**** Seçilen Metin

KİMDİR, NEDİR: LEAGUE OF E.V.I.L.

Evrenin uzak bir köşesinde bulunan ve birçok farklı ırka ev sahipliği yapan K’aresh gezegeni, oldukça uzun bir zaman önce Hiçlik’in meşum yaratıklarından biri olan Dimensius tarafından keşfedilmiş ve saldırıya uğramıştı. Bu gezegene nasıl ulaştığı ve neden saldırdığı hiçbir zaman öğrenilemeyen Dimensius, Hiçlik’e birçok geçit açarak dünyanın mistik ve karanlık enerjilere boğulmasına sebep olmuştu. Teknolojik anlamda ileri bir ırkın mensupları, tüm güçlerini kullanarak şehirleri etrafında büyülü korumalar yaratmaya çalışsalar da kısmen başarılı olmuşlardı; Dimensius tarafından celbedilen karanlık enerji akımları durdurulmuş olsa da mistik enerjinin önü kesilememişti. Karanlık yaratığa karşı duran halkın bedenleri maruz kaldıkları mistik güçle yok olsa da ruhları çok daha kuvvetlenmiş ve büyü kullanımındaki hakimiyetleri artmıştı. Kendilerini tamamen yok olmaktan koruyabilmek için efsunlu kumaş parçalarıyla sarmalayan bu ırk, o günden sonra “Uhreviler” ismiyle anılmaya başlandı.

********
**** Sağlanan Veriler

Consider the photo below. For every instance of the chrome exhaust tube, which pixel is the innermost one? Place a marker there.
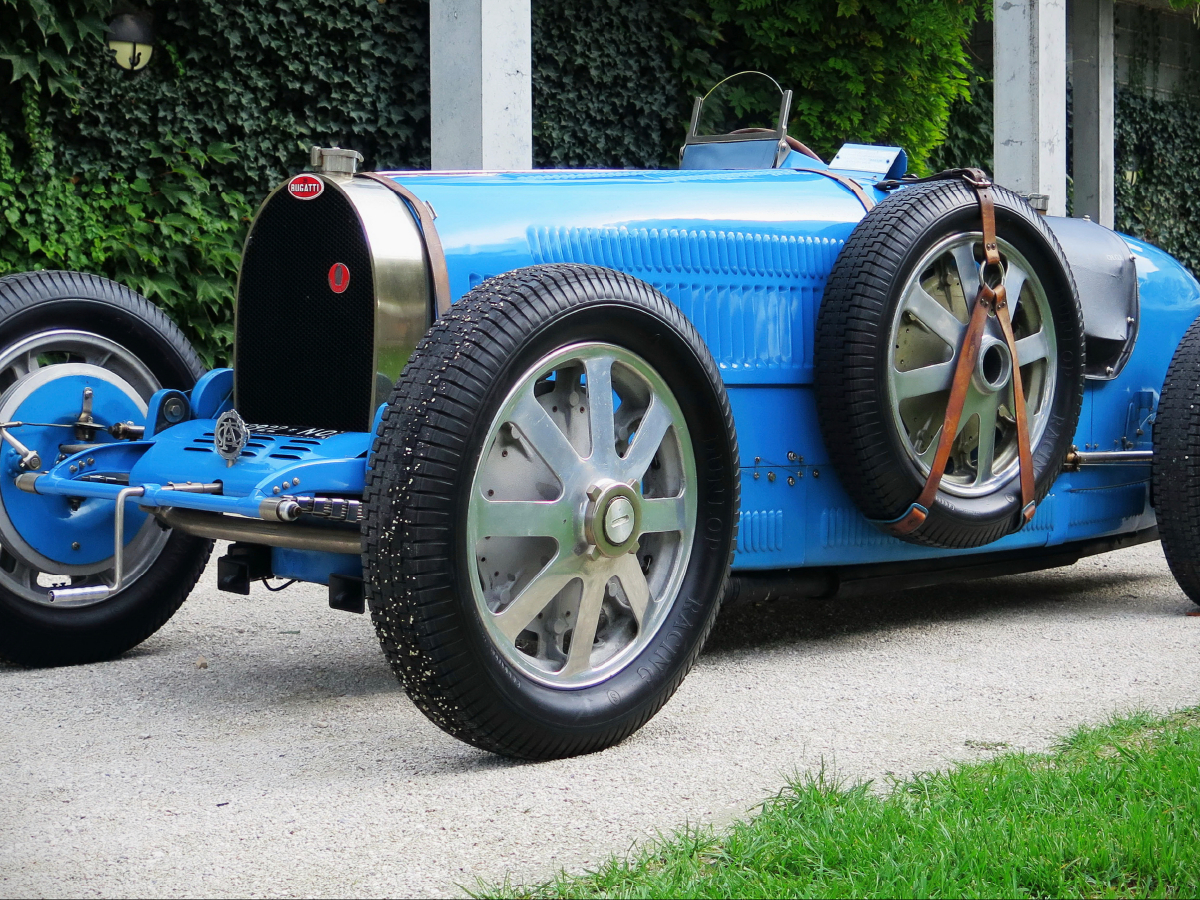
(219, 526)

********
**** Sağlanan Veriler

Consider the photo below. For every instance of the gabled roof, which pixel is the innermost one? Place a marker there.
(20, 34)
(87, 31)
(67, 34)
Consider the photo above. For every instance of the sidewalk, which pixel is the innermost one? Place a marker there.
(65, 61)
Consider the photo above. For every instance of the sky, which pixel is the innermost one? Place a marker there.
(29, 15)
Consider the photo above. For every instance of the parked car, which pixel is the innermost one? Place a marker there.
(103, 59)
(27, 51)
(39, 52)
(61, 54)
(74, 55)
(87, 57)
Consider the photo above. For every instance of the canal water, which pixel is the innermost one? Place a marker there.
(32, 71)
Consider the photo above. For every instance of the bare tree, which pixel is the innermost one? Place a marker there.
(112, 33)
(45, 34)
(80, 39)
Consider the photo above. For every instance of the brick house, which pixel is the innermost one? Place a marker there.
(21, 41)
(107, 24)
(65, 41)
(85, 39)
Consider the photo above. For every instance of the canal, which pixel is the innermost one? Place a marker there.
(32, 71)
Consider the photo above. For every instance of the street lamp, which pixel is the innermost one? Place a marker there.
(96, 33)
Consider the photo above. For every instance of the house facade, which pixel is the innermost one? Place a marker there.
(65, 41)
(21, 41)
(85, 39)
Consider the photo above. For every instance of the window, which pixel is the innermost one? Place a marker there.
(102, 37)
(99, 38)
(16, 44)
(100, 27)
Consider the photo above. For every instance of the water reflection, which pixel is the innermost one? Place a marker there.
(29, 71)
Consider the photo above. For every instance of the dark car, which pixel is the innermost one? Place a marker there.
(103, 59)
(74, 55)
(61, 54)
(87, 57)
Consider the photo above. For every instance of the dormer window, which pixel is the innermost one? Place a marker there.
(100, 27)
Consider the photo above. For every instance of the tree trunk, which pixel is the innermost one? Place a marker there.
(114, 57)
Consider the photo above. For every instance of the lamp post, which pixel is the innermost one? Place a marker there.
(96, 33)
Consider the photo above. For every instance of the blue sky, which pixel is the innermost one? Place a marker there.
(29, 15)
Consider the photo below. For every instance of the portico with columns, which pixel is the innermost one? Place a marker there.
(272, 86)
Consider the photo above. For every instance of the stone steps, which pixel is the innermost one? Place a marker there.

********
**** Sağlanan Veriler

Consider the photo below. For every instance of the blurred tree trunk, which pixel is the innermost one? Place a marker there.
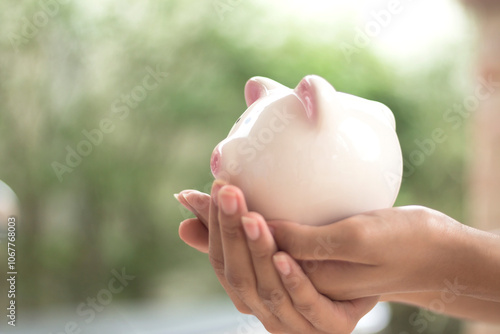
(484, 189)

********

== Görev 1 ==
K'aresh gezegenini anlatan metne göre, Dimensius'a karşı duran ırk kendini tamamen yok olmaktan korumak için ne yaptı?
== Görev 2 ==
Lütfen K'aresh gezegenini anlatan metni kaldığı yerden sürdürün.

== Alıştırma Cevabı 1 ==
Kendilerini efsunlu kumaş parçalarıyla sarmaladılar.

== Alıştırma Cevabı 2 ==
Her ne kadar daha güçlü bir ırk hâline gelseler de Dimensius’u durdurmayı başaramayan uhreviler, bir süre sonra K’aresh’i kaybettiler ve Çarpık Düzlem’e kaçmak zorunda kaldılar. Hayatını kurtarmayı ve kaçmayı başaranlar arasında Rafaam (*) olarak anılan uhrevi de bulunuyordu.

Rafaam

Rafaam, sayısız yıl boyunca evrenin dört bir yanındaki birçok dünyayı ziyaret etti ve güçlü artefaktlar toplamaya başladı. Kendisini üstün yetenekli bir arkeolog olarak tanıtsa da aslında bir hırsızdan farksızdı. Gittiği dünyalardaki müzeleri ve kazıları ziyaret ediyor, buradaki koleksiyonlar arasından gözüne kestirdiği parçaları çalarak kendi hazinesine ekliyordu. Yolu Azeroth’a düştüğünde de benzer bir planla harekete geçti.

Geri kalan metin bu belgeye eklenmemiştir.